● Stated problem A
Output the records unchanged, from the line containing "tall stone cross and record the pixel coordinates." through the final line of the records.
====== Excerpt
# Garage Workshop Conversion



## Talos4 (Aug 10, 2006)

Well, She who must be obeyed has given me the OK to convert our one car garage into a workshop. :thumbup:

Lot's of questions, here's a few notes about existing conditions.

Garage is dettached

I live in the "Frozen tundra" No NG to garage.

Garage is fairly new built in 96. No insulation.

Already has a dedicated 20 amp circuit.

Will be used as a DIY workshop to start, however higher end projects have been completed recently. (bookcases, entertainment center)

Usual suspects in power tools, Table saw, Drill press, Jig saw, disc sander, Band saw arriving soon! Grinder, 

I'm looking for direction, where to start? 

Project begins in the spring. Around here, that's June!:wink:


----------



## slickshift (Aug 25, 2005)

>>>>I would suggest starting with the illusion of a workbench


----------



## majakdragon (Sep 16, 2006)

A one car garage is not a whole lot of space so you need to lay out your workshop carefully. I would suggest making the bigger tools mobile by adding casters with locks. This way, they can be moved out of the way when not in use. I have a large area for a workshop but it still seems crowded at times.


----------



## Talos4 (Aug 10, 2006)

Seriously, in almost ten years of using my handle you are the FIRST person to recognize the origin. 

I've had many people get the right program... but never the episode. Congrats Slick! :thumbsup: 

Back on topic. 

I had planned on the mobile tools. I'm doing that now storing everything under the work bench. 

This is not going to be a cabinet making shop. Cutting full sheets of plywood can take place in the driveway, much like it has the last several years. It's just a pain lugging my table saw up from the basement. 

I guess the use of colorful metaphor's the last time convinced the wife I needed more room.


----------



## Tscarborough (Mar 31, 2006)

Obviously, the first step is a beer fridge.


----------



## sjrhome (Nov 29, 2006)

I would suggest some kind of dust removal/vac system. I have a basement workshop that gets covered anytime a build anything.


----------



## RICHIE K (Dec 11, 2006)

I would insulate it first


----------



## Talos4 (Aug 10, 2006)

Insualtion is the first thing I would do, 

Then I was thinking of figuring out a heating system.
============
====== Information shown
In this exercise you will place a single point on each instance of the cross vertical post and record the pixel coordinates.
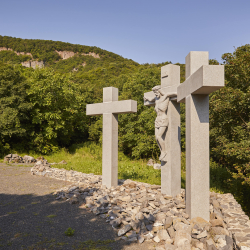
(110, 141)
(110, 108)
(201, 80)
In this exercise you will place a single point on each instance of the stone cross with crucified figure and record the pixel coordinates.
(167, 127)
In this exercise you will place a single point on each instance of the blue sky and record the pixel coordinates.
(145, 31)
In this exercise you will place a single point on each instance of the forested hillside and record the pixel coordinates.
(44, 109)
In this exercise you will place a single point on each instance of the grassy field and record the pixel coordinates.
(87, 158)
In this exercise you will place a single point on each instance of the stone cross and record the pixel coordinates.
(171, 164)
(110, 108)
(201, 80)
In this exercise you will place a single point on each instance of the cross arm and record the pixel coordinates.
(149, 97)
(115, 107)
(207, 79)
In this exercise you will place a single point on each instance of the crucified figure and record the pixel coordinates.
(161, 121)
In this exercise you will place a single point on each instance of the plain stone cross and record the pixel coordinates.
(171, 164)
(201, 80)
(110, 108)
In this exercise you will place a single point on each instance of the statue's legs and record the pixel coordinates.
(161, 143)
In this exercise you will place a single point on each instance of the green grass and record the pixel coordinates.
(87, 158)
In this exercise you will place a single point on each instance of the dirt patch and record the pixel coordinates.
(31, 218)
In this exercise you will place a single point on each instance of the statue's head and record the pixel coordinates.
(156, 90)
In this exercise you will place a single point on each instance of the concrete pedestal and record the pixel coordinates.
(197, 156)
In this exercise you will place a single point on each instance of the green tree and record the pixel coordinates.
(229, 116)
(58, 109)
(14, 106)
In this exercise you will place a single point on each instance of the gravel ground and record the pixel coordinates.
(31, 218)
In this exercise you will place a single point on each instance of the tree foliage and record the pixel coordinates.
(229, 115)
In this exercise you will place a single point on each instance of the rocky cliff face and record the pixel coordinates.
(33, 64)
(67, 54)
(18, 53)
(63, 54)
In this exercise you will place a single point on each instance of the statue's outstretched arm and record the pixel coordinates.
(165, 96)
(149, 99)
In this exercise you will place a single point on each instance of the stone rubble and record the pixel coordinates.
(138, 212)
(15, 158)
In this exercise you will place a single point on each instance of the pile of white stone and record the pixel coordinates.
(15, 158)
(40, 162)
(139, 212)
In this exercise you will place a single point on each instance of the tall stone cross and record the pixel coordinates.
(201, 80)
(110, 108)
(171, 164)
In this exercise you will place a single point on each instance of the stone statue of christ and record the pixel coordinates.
(161, 121)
============
● Stated problem B
Return, word for word, the passage of the garage workshop thread from "I had planned" to "a beer fridge.".

● Worked solution A
In this exercise you will place a single point on each instance of the tall stone cross and record the pixel coordinates.
(201, 80)
(110, 108)
(171, 164)
In this exercise you will place a single point on each instance of the stone statue of christ and record the pixel coordinates.
(161, 121)

● Worked solution B
I had planned on the mobile tools. I'm doing that now storing everything under the work bench. 

This is not going to be a cabinet making shop. Cutting full sheets of plywood can take place in the driveway, much like it has the last several years. It's just a pain lugging my table saw up from the basement. 

I guess the use of colorful metaphor's the last time convinced the wife I needed more room.


----------



## Tscarborough (Mar 31, 2006)

Obviously, the first step is a beer fridge.